### Requirement:
Convert the lines of the records between the lines holding "out the black" and "0,801,1284,863", inclusive, into a Markdown table with the columns Row and Line. Give each line its own numbered row, leave out blank lines, and include no other lines.

### Records shown:
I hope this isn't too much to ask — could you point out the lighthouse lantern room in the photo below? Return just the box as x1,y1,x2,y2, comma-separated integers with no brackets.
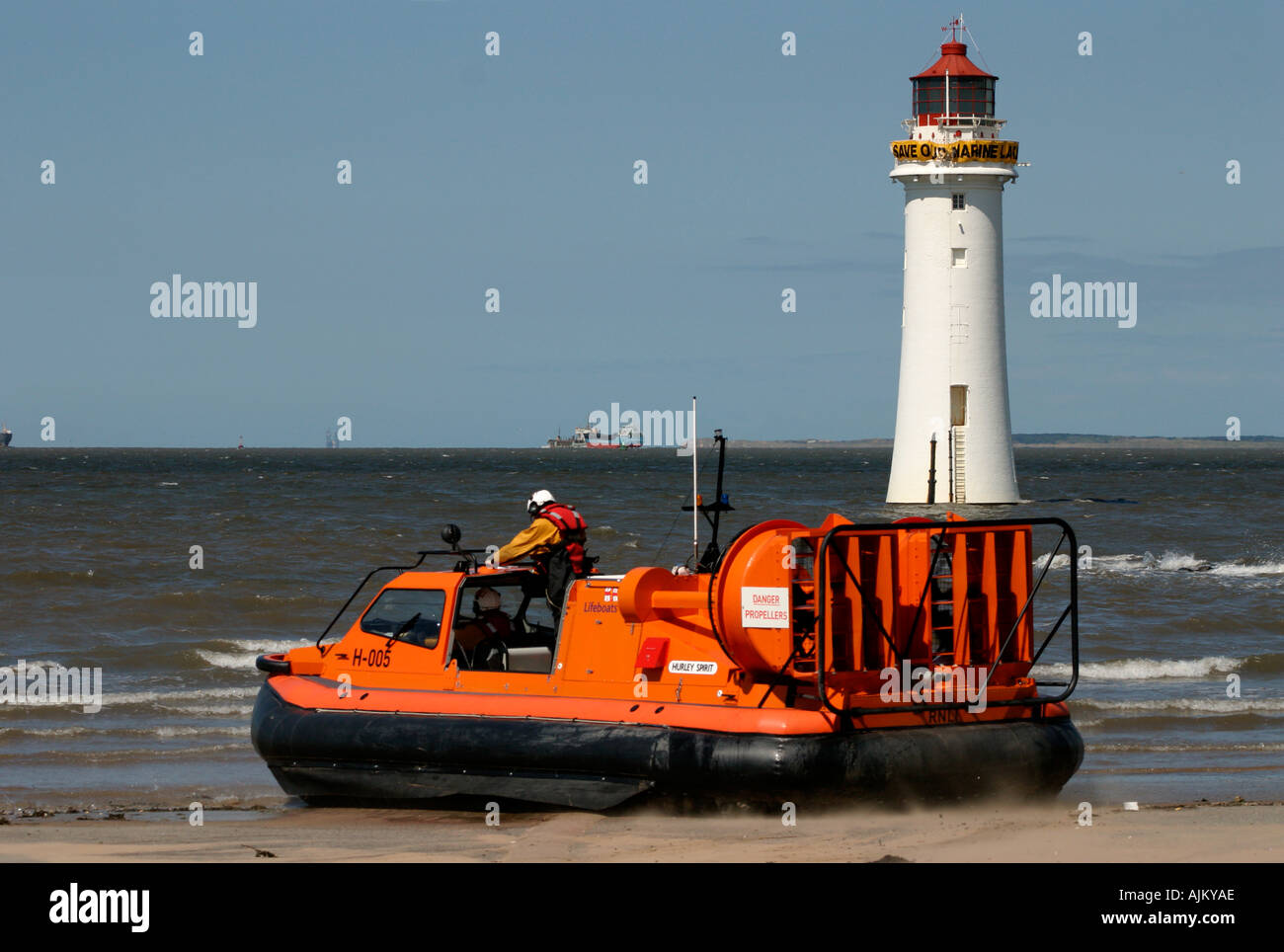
887,18,1019,503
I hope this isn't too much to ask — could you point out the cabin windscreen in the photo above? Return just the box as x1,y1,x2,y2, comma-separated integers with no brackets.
361,589,445,648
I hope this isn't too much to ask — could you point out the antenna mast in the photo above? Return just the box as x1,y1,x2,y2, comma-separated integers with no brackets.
690,396,700,565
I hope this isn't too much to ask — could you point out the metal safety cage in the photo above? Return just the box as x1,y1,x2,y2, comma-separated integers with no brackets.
814,517,1079,717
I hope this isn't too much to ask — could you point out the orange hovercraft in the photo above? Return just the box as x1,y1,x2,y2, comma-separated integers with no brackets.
252,432,1083,810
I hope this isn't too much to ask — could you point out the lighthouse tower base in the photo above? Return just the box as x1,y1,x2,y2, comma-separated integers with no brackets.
887,169,1021,503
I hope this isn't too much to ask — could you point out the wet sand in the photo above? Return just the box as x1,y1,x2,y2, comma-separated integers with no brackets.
0,802,1284,863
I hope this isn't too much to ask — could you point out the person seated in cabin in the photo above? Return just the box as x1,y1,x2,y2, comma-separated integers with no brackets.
453,589,513,671
485,489,596,625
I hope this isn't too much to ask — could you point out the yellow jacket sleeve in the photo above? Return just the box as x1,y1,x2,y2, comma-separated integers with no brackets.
500,518,559,565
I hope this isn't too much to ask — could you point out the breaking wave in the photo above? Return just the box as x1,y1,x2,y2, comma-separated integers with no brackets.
1035,655,1246,681
1034,550,1284,579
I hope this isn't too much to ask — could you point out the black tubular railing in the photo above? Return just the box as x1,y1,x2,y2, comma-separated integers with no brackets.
814,517,1079,719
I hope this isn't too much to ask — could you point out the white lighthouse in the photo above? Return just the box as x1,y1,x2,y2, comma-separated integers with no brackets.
887,21,1019,503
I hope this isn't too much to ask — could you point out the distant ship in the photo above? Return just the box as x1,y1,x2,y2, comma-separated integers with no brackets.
547,425,642,449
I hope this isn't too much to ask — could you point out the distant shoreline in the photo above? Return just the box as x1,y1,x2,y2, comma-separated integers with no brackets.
0,434,1284,459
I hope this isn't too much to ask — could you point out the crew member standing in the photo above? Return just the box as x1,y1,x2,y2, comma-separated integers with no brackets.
487,489,591,625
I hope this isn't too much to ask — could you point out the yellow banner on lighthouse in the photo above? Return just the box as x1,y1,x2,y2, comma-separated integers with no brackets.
891,138,1019,166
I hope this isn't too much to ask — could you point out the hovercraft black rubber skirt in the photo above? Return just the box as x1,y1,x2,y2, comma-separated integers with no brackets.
251,682,1083,810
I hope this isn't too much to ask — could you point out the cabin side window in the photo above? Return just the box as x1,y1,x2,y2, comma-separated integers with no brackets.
361,589,445,648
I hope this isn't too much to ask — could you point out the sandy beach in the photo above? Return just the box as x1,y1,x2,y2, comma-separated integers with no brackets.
0,801,1284,863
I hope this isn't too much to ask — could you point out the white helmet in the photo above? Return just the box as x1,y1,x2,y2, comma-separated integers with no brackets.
472,589,504,614
526,489,557,516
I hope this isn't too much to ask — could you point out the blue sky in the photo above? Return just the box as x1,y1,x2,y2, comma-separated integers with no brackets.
0,0,1284,446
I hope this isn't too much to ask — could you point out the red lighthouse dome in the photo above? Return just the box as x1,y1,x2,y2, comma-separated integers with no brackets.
909,41,999,125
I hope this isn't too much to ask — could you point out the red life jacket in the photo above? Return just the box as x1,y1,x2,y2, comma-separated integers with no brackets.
539,503,588,578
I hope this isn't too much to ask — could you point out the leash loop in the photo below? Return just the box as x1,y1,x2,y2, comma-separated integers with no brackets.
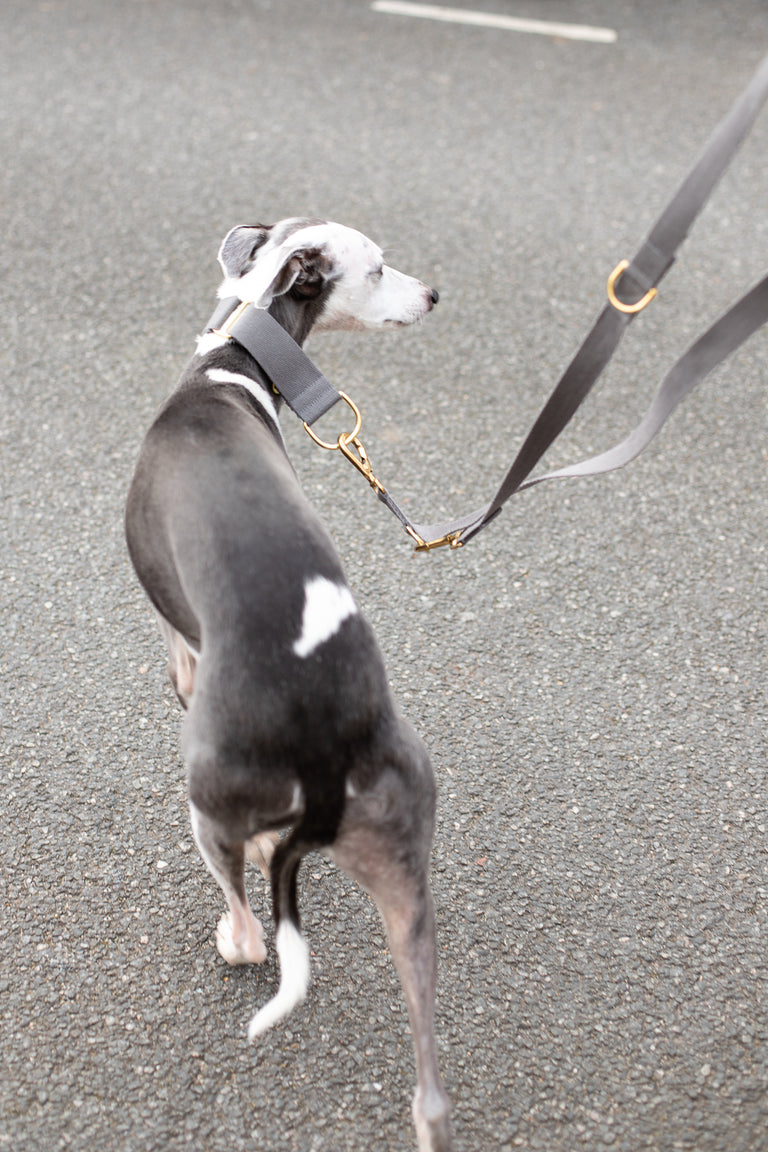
606,260,657,316
302,392,363,452
302,392,387,497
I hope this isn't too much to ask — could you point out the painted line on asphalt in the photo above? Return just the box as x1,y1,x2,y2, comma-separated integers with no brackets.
371,0,618,44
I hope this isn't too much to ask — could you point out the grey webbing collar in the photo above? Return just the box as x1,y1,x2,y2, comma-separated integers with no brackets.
202,55,768,551
206,296,341,424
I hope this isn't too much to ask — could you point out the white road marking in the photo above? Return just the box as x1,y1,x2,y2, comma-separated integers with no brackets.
371,0,618,44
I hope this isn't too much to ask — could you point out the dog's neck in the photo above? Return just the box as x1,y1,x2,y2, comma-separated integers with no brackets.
197,293,325,356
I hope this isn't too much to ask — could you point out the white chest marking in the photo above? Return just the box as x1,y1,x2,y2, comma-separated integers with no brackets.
294,576,357,659
205,367,282,440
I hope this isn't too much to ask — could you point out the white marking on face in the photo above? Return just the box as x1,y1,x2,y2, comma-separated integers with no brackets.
196,332,229,356
217,221,434,331
294,576,357,659
248,920,310,1040
205,367,282,439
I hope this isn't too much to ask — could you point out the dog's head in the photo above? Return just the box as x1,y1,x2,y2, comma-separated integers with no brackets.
219,219,438,339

### Response to the exercise:
| Row | Line |
|---|---|
| 1 | I hope this isn't too much to ask — could you point out the black tubular railing in the photo above? Return just the box as x1,y1,x2,y2, comma-separated integers with no brackets. |
| 2 | 814,517,1079,719 |
| 3 | I hope this isn't too much to ask — could you point out the white lighthouse in the photo above? Return just the box as x1,y1,x2,y2, comma-separated integers with no brackets. |
| 4 | 887,21,1019,503 |
| 5 | I hope this isn't too much to ask — could you point out the distant ship in the photo above? Return just the box as x1,y1,x2,y2, comma-separated integers with no brackets. |
| 6 | 547,425,642,449 |
| 7 | I hope this isn't too much to ask — could you point out the distant shoreline in the photo above? Return just the box as x1,y1,x2,y2, comma-separated integers with no brackets. |
| 8 | 0,434,1284,459 |
| 9 | I hope this isn't too much to ask — could you point out the crew member standing in the photo above? Return just the box as x1,y1,x2,y2, comma-separated integers with no brackets. |
| 10 | 487,489,591,625 |
| 11 | I hope this isn't too much to ask — could you point out the yellow banner on lighthouse in the photo above? Return just the box as x1,y1,x2,y2, comma-separated integers with no brackets. |
| 12 | 891,138,1019,166 |
| 13 | I hope this isn't too much to ask — could you point out the hovercraft black rubber skirt in the photo above? Return just the box as x1,y1,x2,y2, comma-separated integers with no brackets. |
| 14 | 251,682,1083,810 |
| 15 | I hope this isn't too much to ask — could you point out the cabin side window in the photo above? Return just the box as x1,y1,x2,y2, comma-separated integers with no brackets. |
| 16 | 361,589,445,648 |
| 17 | I hope this isn't too much to ask — could you point out the sandy beach in the photo above? Return just the box as x1,y1,x2,y2, comma-separated integers with no brackets. |
| 18 | 0,801,1284,863 |